Task to complete> Rewrite all the records with every "Please identify" changed to "Please locate", keeping everything else the same.

Stored rows>
-- Start --

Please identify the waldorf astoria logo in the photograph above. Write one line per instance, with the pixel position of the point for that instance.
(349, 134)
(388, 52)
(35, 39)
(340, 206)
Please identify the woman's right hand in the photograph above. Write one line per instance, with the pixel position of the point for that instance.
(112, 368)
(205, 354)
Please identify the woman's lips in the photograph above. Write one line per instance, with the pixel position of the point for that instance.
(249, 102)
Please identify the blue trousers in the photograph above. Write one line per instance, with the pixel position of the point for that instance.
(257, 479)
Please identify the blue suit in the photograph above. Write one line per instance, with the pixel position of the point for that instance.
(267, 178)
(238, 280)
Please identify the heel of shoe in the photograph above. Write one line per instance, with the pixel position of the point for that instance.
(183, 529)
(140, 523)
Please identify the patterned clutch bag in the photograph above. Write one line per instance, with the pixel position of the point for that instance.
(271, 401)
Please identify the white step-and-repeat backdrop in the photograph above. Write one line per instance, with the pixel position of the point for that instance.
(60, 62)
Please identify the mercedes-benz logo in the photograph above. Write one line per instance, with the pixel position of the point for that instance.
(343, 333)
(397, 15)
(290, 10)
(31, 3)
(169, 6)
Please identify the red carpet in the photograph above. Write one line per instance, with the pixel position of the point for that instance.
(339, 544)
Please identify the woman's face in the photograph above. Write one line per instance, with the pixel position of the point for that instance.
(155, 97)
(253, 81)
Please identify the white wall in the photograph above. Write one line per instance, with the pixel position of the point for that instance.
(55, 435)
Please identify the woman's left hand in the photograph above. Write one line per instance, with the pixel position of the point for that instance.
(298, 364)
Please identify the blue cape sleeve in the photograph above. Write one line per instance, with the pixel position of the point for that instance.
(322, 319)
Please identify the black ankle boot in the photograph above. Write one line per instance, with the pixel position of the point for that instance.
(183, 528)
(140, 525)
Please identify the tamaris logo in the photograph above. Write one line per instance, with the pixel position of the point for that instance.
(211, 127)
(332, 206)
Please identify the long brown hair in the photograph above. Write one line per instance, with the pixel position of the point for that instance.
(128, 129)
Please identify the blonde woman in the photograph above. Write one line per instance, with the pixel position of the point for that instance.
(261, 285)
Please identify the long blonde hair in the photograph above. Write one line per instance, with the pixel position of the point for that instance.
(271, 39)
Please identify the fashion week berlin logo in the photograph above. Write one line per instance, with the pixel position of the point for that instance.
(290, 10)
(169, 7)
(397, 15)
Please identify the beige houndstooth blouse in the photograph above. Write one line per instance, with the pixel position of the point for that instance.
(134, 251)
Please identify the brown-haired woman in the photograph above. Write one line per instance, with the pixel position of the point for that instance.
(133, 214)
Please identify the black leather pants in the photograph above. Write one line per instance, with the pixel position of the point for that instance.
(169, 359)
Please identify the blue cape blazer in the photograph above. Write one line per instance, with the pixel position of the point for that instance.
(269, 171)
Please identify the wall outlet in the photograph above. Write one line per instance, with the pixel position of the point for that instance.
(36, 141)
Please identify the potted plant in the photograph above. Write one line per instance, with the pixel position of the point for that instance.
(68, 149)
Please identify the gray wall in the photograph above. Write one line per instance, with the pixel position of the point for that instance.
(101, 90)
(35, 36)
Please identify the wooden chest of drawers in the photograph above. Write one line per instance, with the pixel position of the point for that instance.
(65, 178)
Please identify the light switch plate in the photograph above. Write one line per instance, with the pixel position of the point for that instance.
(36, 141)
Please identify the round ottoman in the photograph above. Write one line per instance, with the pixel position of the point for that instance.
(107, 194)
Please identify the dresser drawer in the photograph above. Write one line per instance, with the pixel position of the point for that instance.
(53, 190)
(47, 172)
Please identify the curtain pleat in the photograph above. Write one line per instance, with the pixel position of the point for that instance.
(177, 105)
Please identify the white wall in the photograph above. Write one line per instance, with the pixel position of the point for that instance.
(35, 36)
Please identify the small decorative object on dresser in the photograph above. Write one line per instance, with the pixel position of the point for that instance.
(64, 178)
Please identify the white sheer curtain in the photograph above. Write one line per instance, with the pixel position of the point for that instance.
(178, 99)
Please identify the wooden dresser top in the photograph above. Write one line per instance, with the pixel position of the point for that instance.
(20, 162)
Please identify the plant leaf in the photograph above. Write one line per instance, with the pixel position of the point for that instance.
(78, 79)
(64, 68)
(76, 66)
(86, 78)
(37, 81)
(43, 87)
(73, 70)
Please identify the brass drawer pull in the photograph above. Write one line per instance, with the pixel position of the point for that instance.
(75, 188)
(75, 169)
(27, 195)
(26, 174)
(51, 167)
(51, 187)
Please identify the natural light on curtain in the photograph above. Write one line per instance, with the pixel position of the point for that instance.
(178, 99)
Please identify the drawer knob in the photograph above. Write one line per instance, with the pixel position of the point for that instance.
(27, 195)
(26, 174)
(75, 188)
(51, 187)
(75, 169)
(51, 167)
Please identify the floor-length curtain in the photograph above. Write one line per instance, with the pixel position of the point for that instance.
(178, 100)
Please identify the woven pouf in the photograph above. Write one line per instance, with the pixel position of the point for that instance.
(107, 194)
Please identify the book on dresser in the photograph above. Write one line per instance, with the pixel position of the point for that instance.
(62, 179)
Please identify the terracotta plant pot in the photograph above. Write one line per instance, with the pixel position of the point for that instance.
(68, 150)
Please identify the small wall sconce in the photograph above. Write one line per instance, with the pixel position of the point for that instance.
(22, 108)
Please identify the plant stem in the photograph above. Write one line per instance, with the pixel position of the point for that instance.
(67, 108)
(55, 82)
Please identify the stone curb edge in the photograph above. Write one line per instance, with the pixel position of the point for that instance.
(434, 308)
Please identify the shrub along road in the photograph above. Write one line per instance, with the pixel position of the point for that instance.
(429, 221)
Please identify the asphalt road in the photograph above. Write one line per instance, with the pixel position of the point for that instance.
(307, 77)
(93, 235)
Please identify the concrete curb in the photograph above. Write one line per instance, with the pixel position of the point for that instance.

-- End --

Exercise solution>
Please locate the waldorf astoria logo in the photograph above. Write one line per instance, with the pixel position of the point for that instance.
(349, 134)
(388, 52)
(35, 39)
(340, 206)
Please locate the woman's right hand in the photograph above. Write one line per instance, with the pixel position of the point for that instance.
(112, 368)
(205, 354)
Please locate the woman's lips in the photograph above. Write one line per instance, with the pixel position of the point for that instance.
(249, 102)
Please locate the blue trousers in the photograph above. Write one line per instance, with the pixel position of the point for that instance.
(257, 479)
Please locate the blue suit in the photograph above. Write one line per instance, with the pixel position of the point for that instance.
(267, 178)
(238, 280)
Please locate the heel of shoe in the photograph above. Write one line per instance, with the pixel position of the point for that instance.
(183, 529)
(140, 523)
Please locate the patterned clutch bag in the photograph above. Write one line per instance, with the pixel position of the point for that instance.
(271, 401)
Please locate the white step-and-repeat backdrop in the photograph above. Write one line per instance, with the pixel position of the point for that instance.
(60, 62)
Please locate the mercedes-benz logo in the photograph above. Write one line per instance, with the pixel position of the point for that instance.
(343, 333)
(397, 15)
(290, 10)
(31, 3)
(169, 6)
Please locate the red carpet in the photograph above. Write one line per instance, with the pixel position of the point for that instance.
(339, 544)
Please locate the woman's face in the photograph above. Write one line per instance, with the pixel position of the point for that instance.
(155, 97)
(253, 81)
Please locate the white wall in the photograph above. Write one line per instance, with the pixel position of the point for that instance.
(55, 435)
Please locate the woman's left hand in the photograph above. Write one line per instance, with the pixel position of the point for that instance.
(298, 364)
Please locate the blue cape sleeve in the photograph above. Write one line per instance, with the pixel position of the point for that instance.
(322, 319)
Please locate the black ankle boot in the photograph above. Write one line per instance, with the pixel position of the point for that instance.
(183, 528)
(140, 525)
Please locate the tamaris logo in the photograph above. Write one line per instance, with the pixel position of the point for that instance.
(211, 127)
(332, 206)
Please locate the long brown hair in the photograph above. Write one line per instance, with the pixel position of the point for that instance.
(128, 129)
Please locate the blonde woman in the photograph above. Write one line per instance, with the pixel position of the point for that instance.
(261, 285)
Please locate the long blonde hair in the photograph above. Write one line per instance, with the pixel position of the point for that instance.
(271, 39)
Please locate the fashion week berlin logo in the photograph above. Write one line per instance, with the pixel position of the point for that instance.
(290, 10)
(169, 7)
(397, 15)
Please locate the beige houndstooth blouse in the photograph above. Write one line per instance, with the pixel position of the point for that instance.
(134, 251)
Please locate the brown-haired woman in the photograph above. Write one line per instance, with the pixel position of the point for that instance.
(133, 214)
Please locate the black leather pants in the photograph above. Write one line per instance, with the pixel position of the point for that instance.
(169, 359)
Please locate the blue cape blazer in the photograph above. Write one line per instance, with the pixel position of the point for that instance.
(269, 171)
Please locate the wall outlet in the photograph above. Write one line per instance, with the pixel position of the point for that instance.
(36, 141)
Please locate the potted plant in the photograph above. Write one line per instance, with the pixel position of the point for that instance.
(68, 149)
Please locate the gray wall in the photograph above. Write one line per instance, with the pixel position of the point for that instance.
(101, 90)
(35, 36)
Please locate the wooden chest of drawers in the photograph above. Write one line per instance, with the pixel position of the point for that instance.
(65, 178)
Please locate the light switch plate in the photograph above. Write one line per instance, with the pixel position of the point for that instance.
(36, 141)
Please locate the round ottoman in the photograph above. Write one line per instance, with the pixel position of the point for that instance.
(107, 194)
Please locate the dresser drawer in the photograph above. Write one line per instance, with the pixel position of the point for that instance.
(53, 190)
(47, 172)
Please locate the curtain pleat in the photograph above. Write one line per instance, with the pixel position of the point for that instance.
(177, 105)
Please locate the white wall in the photograph above. Write one line per instance, with the pixel position of the point for that instance.
(35, 36)
Please locate the small decorative object on dresser in the photograph above. Write one line per instance, with the pixel position of the point for that instance.
(64, 178)
Please locate the white sheer curtain in the photograph above. Write one line per instance, with the pixel position of the point for that instance.
(178, 99)
Please locate the wooden dresser top in the photograph above. Write one line per instance, with the pixel position of the point for that instance.
(20, 162)
Please locate the plant leaf in the photograph above. Write one line per instance, with the pixel position of the point for that instance.
(78, 79)
(64, 68)
(76, 66)
(86, 78)
(37, 81)
(43, 87)
(73, 70)
Please locate the brass drawer pull in the photograph above. Write one line per instance, with the pixel position of the point for that instance.
(75, 188)
(75, 169)
(27, 195)
(26, 174)
(51, 167)
(51, 187)
Please locate the natural light on curtain in the photograph above. Write one line per instance, with the pixel position of the point for that instance.
(178, 99)
Please locate the drawer knob in the photograph above. Write one line per instance, with the pixel position of the point for that instance.
(27, 195)
(26, 174)
(75, 188)
(51, 187)
(75, 169)
(51, 167)
Please locate the floor-length curtain in the photograph above. Write one line per instance, with the pixel position of the point for that instance.
(178, 100)
Please locate the woven pouf in the photograph above. Write one line per instance, with the pixel position of the point for that instance.
(107, 194)
Please locate the book on dresser in the photograph above. Write one line per instance, with the pixel position of the point for that instance.
(62, 179)
Please locate the terracotta plant pot in the photograph above. Write one line per instance, with the pixel position of the point for that instance.
(68, 150)
Please locate the small wall sconce in the photograph above. Write one line per instance, with the pixel position of the point for that instance.
(22, 108)
Please locate the plant stem in the photograph above. Write one line per instance, with the pixel position of the point for that instance.
(67, 108)
(55, 82)
Please locate the stone curb edge in the photograph above. Write one line per instance, with the pixel position of the point for that instance.
(434, 308)
Please locate the shrub along road in the photograph above. Write one line per instance, with the pixel position of the point for that instance.
(429, 221)
Please locate the asphalt road in the photograph above. Write one line per instance, with the pixel position of the point for that instance.
(307, 77)
(93, 235)
Please locate the concrete curb in the photograph above. Write one line per instance, with the pixel position of the point for that instance.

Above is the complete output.